(Lignes fournies)
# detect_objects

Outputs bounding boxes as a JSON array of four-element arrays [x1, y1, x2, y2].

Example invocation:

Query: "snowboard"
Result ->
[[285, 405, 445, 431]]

(Consigne donnée)
Recopiez ces lignes telles quelles.

(Réponse)
# detect_objects

Outputs bounding boxes as a JSON array of four-element arrays [x1, y1, x2, y2].

Example invocation:

Query: "snowboard"
Result ->
[[285, 405, 445, 431]]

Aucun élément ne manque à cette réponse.